EXERCISE DETAILS:
Reproduce the data from the line containing "the blue chair" up to and including the line containing "of the male", replacing every "lane-occupancy audit" with "lane-usage review" and leaving everything else unchanged.

[Location labeling data]
[Start]
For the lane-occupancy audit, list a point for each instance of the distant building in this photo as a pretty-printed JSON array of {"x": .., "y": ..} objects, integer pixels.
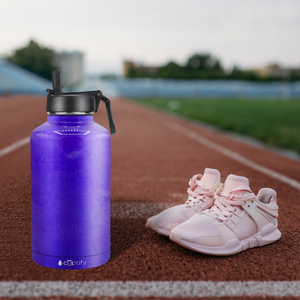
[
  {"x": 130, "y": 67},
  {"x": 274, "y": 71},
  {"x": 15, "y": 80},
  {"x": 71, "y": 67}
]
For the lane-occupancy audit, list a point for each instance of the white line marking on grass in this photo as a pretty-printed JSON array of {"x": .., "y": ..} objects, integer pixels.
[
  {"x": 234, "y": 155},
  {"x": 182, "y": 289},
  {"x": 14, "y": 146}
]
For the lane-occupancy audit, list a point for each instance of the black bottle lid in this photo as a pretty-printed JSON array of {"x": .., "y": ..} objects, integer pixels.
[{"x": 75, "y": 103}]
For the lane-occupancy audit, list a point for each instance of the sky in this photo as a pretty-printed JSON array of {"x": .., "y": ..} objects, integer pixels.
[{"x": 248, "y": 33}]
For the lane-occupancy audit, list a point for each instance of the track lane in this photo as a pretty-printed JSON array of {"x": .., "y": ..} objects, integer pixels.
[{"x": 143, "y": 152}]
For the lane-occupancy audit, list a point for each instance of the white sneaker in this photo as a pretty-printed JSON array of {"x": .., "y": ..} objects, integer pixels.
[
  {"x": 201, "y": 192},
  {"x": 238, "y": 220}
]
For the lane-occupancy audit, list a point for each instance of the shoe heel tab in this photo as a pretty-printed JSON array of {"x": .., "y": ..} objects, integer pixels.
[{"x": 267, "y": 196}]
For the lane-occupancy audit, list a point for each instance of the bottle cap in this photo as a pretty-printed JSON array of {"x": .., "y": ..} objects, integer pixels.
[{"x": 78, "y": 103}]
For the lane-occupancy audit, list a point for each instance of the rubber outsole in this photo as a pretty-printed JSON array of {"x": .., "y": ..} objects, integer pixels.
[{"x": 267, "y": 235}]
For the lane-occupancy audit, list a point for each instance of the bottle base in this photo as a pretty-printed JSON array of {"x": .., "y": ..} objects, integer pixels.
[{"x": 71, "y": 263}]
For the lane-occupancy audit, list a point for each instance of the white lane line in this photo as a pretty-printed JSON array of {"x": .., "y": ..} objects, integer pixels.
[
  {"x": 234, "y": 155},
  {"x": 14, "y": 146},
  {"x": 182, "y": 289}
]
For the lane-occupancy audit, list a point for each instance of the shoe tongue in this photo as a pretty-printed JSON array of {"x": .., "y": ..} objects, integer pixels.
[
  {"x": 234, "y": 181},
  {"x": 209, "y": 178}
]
[End]
[Start]
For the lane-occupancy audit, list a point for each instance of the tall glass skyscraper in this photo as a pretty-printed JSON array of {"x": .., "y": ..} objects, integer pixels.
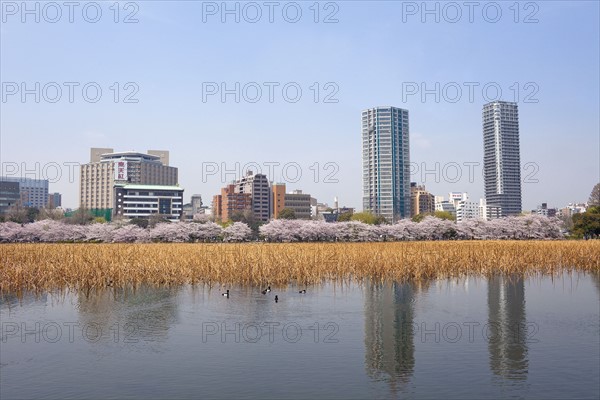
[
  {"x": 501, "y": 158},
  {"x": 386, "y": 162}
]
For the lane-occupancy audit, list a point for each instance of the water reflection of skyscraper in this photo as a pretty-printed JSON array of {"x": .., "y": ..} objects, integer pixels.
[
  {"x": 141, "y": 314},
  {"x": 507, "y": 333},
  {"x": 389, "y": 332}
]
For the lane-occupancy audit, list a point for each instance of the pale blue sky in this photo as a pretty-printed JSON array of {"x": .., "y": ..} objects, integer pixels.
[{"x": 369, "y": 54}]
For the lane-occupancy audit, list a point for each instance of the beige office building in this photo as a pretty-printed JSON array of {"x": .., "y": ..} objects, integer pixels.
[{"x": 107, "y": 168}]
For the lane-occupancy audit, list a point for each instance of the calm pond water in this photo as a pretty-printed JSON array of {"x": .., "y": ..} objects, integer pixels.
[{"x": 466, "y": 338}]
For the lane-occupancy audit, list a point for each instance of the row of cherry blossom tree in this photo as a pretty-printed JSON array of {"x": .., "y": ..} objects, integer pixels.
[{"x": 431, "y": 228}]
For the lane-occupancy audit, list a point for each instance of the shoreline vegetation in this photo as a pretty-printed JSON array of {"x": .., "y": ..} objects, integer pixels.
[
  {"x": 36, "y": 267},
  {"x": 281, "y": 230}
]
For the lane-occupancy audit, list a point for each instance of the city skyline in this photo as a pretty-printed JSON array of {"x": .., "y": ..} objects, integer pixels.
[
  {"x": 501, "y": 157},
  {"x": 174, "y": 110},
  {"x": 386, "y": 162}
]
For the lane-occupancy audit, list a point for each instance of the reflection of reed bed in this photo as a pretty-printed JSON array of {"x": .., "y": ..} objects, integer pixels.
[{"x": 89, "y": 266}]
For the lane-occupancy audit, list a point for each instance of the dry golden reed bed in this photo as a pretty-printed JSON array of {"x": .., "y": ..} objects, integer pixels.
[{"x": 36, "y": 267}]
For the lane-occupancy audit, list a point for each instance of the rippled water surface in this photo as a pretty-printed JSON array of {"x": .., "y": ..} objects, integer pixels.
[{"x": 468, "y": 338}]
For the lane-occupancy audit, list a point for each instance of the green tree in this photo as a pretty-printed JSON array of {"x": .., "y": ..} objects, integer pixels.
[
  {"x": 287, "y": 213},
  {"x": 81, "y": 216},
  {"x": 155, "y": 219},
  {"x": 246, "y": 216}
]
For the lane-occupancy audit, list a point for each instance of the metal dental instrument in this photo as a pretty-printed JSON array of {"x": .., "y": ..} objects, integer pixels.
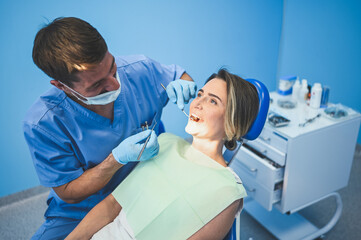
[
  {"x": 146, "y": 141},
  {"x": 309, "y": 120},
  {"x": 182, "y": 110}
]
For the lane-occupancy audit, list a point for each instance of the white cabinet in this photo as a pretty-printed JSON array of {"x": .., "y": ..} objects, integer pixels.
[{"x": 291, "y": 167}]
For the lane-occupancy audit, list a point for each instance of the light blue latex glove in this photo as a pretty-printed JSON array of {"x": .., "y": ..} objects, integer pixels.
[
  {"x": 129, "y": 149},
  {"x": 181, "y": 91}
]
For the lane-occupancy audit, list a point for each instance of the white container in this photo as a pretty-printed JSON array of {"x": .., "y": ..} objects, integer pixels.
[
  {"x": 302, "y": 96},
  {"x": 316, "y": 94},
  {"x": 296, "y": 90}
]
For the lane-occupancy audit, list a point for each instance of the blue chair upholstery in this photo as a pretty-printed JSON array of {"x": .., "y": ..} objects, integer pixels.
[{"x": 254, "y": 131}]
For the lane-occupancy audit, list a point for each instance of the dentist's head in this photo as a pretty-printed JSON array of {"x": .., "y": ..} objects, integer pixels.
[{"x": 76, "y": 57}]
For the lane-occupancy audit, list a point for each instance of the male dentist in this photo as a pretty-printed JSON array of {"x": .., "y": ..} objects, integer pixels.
[End]
[Start]
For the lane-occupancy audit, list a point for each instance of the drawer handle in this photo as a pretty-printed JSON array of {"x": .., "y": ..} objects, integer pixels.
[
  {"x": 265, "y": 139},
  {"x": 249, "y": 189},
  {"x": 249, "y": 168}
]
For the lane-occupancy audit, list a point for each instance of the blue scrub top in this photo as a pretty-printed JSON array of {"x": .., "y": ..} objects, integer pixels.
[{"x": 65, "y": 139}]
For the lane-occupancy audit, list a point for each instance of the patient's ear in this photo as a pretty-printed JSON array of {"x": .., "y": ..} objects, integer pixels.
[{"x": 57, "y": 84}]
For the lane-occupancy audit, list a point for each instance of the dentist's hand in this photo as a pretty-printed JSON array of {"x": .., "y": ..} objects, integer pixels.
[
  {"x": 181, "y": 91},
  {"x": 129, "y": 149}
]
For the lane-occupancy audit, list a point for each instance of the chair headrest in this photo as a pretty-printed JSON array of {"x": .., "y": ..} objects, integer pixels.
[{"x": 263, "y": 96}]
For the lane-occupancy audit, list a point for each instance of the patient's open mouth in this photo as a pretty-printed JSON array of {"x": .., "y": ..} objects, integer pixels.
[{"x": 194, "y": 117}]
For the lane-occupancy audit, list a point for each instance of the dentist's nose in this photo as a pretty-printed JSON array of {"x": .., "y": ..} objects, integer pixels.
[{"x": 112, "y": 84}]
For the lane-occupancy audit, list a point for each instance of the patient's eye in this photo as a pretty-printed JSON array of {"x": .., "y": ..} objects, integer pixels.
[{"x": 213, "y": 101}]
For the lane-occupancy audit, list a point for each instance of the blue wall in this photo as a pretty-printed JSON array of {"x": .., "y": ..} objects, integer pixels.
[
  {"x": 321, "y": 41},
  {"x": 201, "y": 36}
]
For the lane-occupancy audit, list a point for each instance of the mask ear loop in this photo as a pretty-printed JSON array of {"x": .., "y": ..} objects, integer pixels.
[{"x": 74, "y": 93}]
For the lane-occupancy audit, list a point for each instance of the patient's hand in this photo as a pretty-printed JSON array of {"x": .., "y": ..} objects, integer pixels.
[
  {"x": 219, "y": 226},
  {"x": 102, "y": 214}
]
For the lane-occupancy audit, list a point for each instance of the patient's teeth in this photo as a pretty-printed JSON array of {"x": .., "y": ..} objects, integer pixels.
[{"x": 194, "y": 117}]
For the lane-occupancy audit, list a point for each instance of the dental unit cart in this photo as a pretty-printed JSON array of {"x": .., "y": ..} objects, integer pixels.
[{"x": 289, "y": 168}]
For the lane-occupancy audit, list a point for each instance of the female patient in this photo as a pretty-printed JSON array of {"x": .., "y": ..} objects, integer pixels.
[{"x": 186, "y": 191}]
[End]
PROBLEM SOLUTION:
For the lane-usage review, list a point for each instance of the blue chair upholstery in this photo as a pretty-printed JSON array of {"x": .., "y": ..} objects, integer pixels.
[{"x": 254, "y": 131}]
For the lane-usage review, list a point for each instance of the dentist's head in this photo as a pretty-printed JSON array of {"x": .., "y": ..} objects, integer pixels.
[{"x": 76, "y": 57}]
For the lane-usage review, list a point for each instance of the male dentist in this photo as a pretty-printed JSON array of {"x": .., "y": ..} objects, integer pixels.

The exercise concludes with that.